▶ _WHAT THE TASK REQUIRES_: Return all of the lines below exactly as they are.

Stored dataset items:

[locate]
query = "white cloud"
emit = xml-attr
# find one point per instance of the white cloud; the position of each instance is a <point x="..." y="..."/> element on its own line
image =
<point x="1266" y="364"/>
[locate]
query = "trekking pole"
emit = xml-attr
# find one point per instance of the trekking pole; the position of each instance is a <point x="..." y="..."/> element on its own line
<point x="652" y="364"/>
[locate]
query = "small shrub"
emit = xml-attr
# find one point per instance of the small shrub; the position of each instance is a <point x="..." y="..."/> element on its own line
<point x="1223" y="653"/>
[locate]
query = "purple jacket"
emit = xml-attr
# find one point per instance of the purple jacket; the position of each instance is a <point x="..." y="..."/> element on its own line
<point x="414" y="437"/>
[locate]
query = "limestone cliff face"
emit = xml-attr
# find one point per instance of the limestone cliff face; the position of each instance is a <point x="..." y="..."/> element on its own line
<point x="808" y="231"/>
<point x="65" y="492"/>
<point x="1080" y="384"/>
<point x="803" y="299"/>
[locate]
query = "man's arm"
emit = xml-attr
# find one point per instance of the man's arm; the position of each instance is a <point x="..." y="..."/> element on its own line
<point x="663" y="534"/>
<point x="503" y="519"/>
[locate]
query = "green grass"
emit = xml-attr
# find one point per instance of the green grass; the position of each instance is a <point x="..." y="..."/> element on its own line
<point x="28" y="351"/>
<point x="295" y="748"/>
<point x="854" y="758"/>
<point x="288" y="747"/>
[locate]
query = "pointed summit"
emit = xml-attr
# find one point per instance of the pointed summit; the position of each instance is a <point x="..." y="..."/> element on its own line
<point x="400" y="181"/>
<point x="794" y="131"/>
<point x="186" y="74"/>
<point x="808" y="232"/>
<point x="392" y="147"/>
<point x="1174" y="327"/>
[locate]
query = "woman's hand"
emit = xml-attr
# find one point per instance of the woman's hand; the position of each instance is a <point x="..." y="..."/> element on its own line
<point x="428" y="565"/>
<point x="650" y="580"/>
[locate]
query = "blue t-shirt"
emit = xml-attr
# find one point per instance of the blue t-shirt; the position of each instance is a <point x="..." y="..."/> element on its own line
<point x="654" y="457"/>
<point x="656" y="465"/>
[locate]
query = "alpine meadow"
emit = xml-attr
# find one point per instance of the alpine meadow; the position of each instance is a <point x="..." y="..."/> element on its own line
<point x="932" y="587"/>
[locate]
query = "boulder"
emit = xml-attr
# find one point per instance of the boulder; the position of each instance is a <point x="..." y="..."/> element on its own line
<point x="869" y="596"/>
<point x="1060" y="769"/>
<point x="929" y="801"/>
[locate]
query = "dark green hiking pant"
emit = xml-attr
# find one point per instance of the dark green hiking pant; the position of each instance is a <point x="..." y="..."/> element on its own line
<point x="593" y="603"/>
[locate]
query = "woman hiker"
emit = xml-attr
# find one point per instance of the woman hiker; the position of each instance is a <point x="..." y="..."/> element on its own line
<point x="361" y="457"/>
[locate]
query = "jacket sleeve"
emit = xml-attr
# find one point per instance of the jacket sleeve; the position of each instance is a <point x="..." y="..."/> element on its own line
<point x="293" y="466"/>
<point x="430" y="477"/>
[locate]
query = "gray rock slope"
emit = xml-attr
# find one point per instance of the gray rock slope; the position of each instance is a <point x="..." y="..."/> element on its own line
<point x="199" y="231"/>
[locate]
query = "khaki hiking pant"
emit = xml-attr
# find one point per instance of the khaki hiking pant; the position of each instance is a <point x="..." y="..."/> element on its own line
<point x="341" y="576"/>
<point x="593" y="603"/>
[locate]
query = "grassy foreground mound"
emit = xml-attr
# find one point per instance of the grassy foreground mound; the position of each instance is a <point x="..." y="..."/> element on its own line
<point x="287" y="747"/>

▶ _WRITTEN SOLUTION_:
[locate]
query = "white cloud"
emit = xml-attr
# find one point per instance of the white cloud; the position of each instance is a <point x="..." y="..."/> element on its own line
image =
<point x="1266" y="364"/>
[locate]
query = "trekking pole"
emit = xml-attr
# find one point per instance of the trekking pole; the position of each instance is a <point x="..." y="..."/> element on its own line
<point x="652" y="364"/>
[locate]
query = "small shrub"
emit = xml-attr
# find one point per instance of the small shrub; the position of each instance is a <point x="..." y="..."/> element on its own line
<point x="1223" y="653"/>
[locate]
query = "purple jacket"
emit = xml-attr
# find one point per instance of the purple jacket; the position of each instance is a <point x="..." y="..."/> element on its own line
<point x="414" y="437"/>
[locate]
query = "limestone cliff face"
emit = xml-attr
# find one point per instance of the limestone cliff face; the position of each instance is a <point x="..." y="..."/> element on its own line
<point x="808" y="231"/>
<point x="65" y="492"/>
<point x="1080" y="384"/>
<point x="803" y="299"/>
[locate]
query = "man's arm"
emit = xml-attr
# find one point per instance of the man's arm; the position of each instance is a <point x="..." y="..."/> element on its own line
<point x="663" y="534"/>
<point x="503" y="519"/>
[locate]
query = "green grass"
emit = xml-attr
# find one point per instance of the green grass; the position of each instance is a <point x="..." y="..."/> element on its own line
<point x="28" y="351"/>
<point x="295" y="748"/>
<point x="854" y="758"/>
<point x="288" y="747"/>
[locate]
query = "pointed summit"
emit = xml-attr
# find one point per instance of the pointed summit; the position of each instance is a <point x="..." y="..."/> element on its own line
<point x="400" y="181"/>
<point x="794" y="131"/>
<point x="186" y="74"/>
<point x="808" y="232"/>
<point x="392" y="147"/>
<point x="1174" y="327"/>
[locate]
query = "woman's hand"
emit = xml-attr
# find one point per instance of the woman's hand; the position of each instance is a <point x="..." y="..."/> element on its own line
<point x="428" y="565"/>
<point x="650" y="580"/>
[locate]
query = "blue t-shirt"
emit = xml-attr
# find one point per instance of the blue t-shirt; the position of each instance is a <point x="..." y="..."/> element on its own line
<point x="654" y="457"/>
<point x="656" y="465"/>
[locate]
query = "alpine meadow"
emit = xml-attr
# find one point per instance of the alpine meadow; the position of each instance is a <point x="..." y="..."/> element on its own line
<point x="932" y="587"/>
[locate]
query = "boulder"
emit = xml-attr
# find one point per instance of the boulder; the position of each instance is a <point x="..." y="..."/> element on its own line
<point x="869" y="596"/>
<point x="1060" y="769"/>
<point x="929" y="801"/>
[locate]
query = "dark green hiking pant"
emit = xml-attr
# find one point per instance of the dark green hiking pant; the position of each instance is a <point x="..." y="..."/> element on its own line
<point x="593" y="603"/>
[locate]
query = "woman hiker"
emit = xml-attr
# find one point per instance of the woman hiker; the position of each instance is a <point x="..." y="..."/> element on its own line
<point x="361" y="457"/>
[locate]
query = "jacket sleeve"
emit = xml-attr
# find one point per instance of the jacket sleeve; the position of each instance is a <point x="..." y="..."/> element on its own line
<point x="293" y="466"/>
<point x="430" y="477"/>
[locate]
query = "gray rock slope"
emit = xml-attr
# find one point per instance of the gray rock slope; the position of each instance is a <point x="..." y="..."/> element on its own line
<point x="199" y="231"/>
[locate]
query = "khaki hiking pant"
emit = xml-attr
# find one point per instance of the khaki hiking pant; the position of each instance is a <point x="..." y="..."/> element on its own line
<point x="341" y="576"/>
<point x="593" y="603"/>
[locate]
query = "grassy foreground mound"
emit = xml-attr
# find one point per instance of the grassy foreground mound; the position of each instance is a <point x="..." y="..."/> element on its own line
<point x="287" y="747"/>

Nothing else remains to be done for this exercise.